Records from a collection:
* * *

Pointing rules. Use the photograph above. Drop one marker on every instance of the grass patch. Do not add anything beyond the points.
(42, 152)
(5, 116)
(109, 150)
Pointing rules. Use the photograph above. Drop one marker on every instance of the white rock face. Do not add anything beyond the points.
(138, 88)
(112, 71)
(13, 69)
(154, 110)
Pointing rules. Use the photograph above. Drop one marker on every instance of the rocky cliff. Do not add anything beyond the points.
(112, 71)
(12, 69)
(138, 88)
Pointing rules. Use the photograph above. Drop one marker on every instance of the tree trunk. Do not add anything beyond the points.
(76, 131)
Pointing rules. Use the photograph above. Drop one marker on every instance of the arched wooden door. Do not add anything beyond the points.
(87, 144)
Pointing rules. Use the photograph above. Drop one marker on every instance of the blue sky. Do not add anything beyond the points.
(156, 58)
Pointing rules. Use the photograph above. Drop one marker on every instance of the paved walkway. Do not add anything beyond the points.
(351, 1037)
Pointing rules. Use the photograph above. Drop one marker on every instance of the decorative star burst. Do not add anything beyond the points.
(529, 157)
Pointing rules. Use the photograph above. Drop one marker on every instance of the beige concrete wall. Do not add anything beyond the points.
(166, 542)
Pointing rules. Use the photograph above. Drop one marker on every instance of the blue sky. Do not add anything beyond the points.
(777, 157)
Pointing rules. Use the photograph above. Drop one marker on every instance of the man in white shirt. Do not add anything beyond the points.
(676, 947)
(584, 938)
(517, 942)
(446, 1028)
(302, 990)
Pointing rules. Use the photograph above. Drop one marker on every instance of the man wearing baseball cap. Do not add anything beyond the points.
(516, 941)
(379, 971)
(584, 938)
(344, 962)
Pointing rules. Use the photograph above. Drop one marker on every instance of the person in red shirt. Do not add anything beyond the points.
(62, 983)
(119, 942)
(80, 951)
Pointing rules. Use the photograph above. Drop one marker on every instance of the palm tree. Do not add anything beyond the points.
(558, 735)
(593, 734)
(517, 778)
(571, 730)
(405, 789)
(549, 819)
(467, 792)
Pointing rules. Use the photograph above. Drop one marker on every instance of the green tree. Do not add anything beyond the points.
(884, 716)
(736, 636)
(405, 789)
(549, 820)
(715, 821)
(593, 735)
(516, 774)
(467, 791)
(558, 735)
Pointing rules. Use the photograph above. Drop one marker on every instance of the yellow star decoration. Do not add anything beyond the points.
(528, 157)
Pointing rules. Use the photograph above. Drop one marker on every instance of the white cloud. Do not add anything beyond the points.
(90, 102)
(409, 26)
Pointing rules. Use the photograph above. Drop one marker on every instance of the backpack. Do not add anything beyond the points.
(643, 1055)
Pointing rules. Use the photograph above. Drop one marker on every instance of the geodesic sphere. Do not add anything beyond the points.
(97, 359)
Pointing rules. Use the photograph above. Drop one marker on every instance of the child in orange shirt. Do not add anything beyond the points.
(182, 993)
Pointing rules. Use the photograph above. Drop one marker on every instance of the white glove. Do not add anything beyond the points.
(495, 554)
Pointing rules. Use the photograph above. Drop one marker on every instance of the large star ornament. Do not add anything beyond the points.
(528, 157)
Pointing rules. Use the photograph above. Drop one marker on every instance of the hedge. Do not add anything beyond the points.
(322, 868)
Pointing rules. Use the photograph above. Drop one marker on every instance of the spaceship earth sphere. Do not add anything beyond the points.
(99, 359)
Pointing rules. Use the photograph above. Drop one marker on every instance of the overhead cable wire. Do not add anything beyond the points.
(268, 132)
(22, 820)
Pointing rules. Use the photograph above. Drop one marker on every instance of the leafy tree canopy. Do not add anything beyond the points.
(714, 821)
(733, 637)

* * *

» WHAT IS NEEDED:
Would you copy out each record precisely as it stands?

» TASK RESPONSE:
Pointing rules. Use the photograph above. Drop one marker on every instance of the grass patch. Do not add anything beyond the points.
(42, 152)
(5, 116)
(109, 150)
Pointing rules. Use the photograph above. Drop one marker on every instance of the white rock face. Do not add anything beyond the points.
(138, 88)
(112, 71)
(13, 69)
(154, 110)
Pointing rules. Use the photograph above. Drop one marker on every instance of the rocky cliff. Do not add anything beyond the points.
(112, 71)
(12, 69)
(138, 88)
Pointing rules. Use the photograph above. Drop one marker on every instance of the tree trunk. Do not add anything beyond the points.
(76, 131)
Pointing rules. Use the photograph above. Drop one marker on every instance of the arched wooden door. Do not add anything beyond the points.
(87, 144)
Pointing rules. Use the photograph above. Drop one marker on every instance of the blue sky. Do not add anything beyond the points.
(156, 58)
Pointing rules. Use the photograph above. Drop one marker on every instance of the paved walkway. Do not add anything beyond the points.
(351, 1037)
Pointing rules. Use the photograph above. Drop one marker on every instance of the decorative star burst. Do not add anything beyond the points.
(529, 157)
Pointing rules. Use the photograph above. Drop one marker on every instance of the beige concrete wall. Do not add anything beyond the points.
(166, 542)
Pointing rules. Use the photograph above. Drop one marker on every instance of the blue sky. Do not add anything beyond the points.
(777, 157)
Pointing rules. Use the photograph above. Drop one marker on every instance of the man in white shirt. Do not add anything beyond the points.
(676, 947)
(584, 938)
(517, 942)
(446, 1028)
(302, 990)
Pointing rules. Use the photograph above. Drop one marker on every instance of the man wearing baseball cap. Do not add anything beyond the points.
(516, 941)
(379, 971)
(584, 938)
(344, 962)
Pointing rules. Use the photograph above. Drop one marker on every instance of the person in red shirt. Do not add anything beyond the points.
(62, 983)
(119, 942)
(80, 951)
Pointing rules. Use the photograph above. Drop one marker on every instance of the palm tree. Do not add anything beyond the points.
(558, 735)
(593, 734)
(517, 778)
(571, 730)
(405, 789)
(549, 819)
(467, 792)
Pointing rules. Use the photograph above. Drop one marker on every instance of the green tree. Do not add anything beyond the points.
(884, 716)
(736, 636)
(405, 789)
(549, 820)
(715, 821)
(593, 735)
(516, 774)
(467, 791)
(558, 735)
Pointing rules. Use the photograph above. Drop one marker on every instance of the yellow star decoration. Do not add anything beyond the points.
(528, 157)
Pointing rules. Use the photograph above. Drop one marker on every instance of the white cloud. Do not add anything beyond the points.
(90, 102)
(409, 26)
Pointing rules. Use the photograph above. Drop one marker on every instance of the backpack. Do not add anything beyond the points.
(643, 1055)
Pointing rules. Use the photograph above. Drop one marker on every instance of the geodesic sphere. Do not add anything beyond the points.
(97, 359)
Pointing rules. Use the photograph above. Drop one marker on every instance of the child in orange shirt. Do not add anything beyond the points.
(182, 993)
Pointing rules. Use the photograph above. Drop one marker on every instance of the white glove. Do not add anything beyond the points.
(495, 554)
Pointing rules. Use the photograph above. Drop one marker on every instance of the large star ornament. Do not add anything beyond the points.
(528, 157)
Pointing rules. Use the photograph above. Drop one marker on every instance of the hedge. Do not add anything beyond the points.
(322, 868)
Pointing rules. Use the photograph above. Drop one marker on every instance of the spaceship earth sphere. Do not add anything beyond the points.
(99, 359)
Pointing rules. Use the photograph above. Drop one marker on every instance of the overhead cable wire. Do not add anything beyond the points.
(268, 132)
(22, 820)
Pointing rules. Use the photograph above. Drop one marker on every instance of the leafy tree canopy. Do not add anything beyond the points.
(714, 821)
(733, 637)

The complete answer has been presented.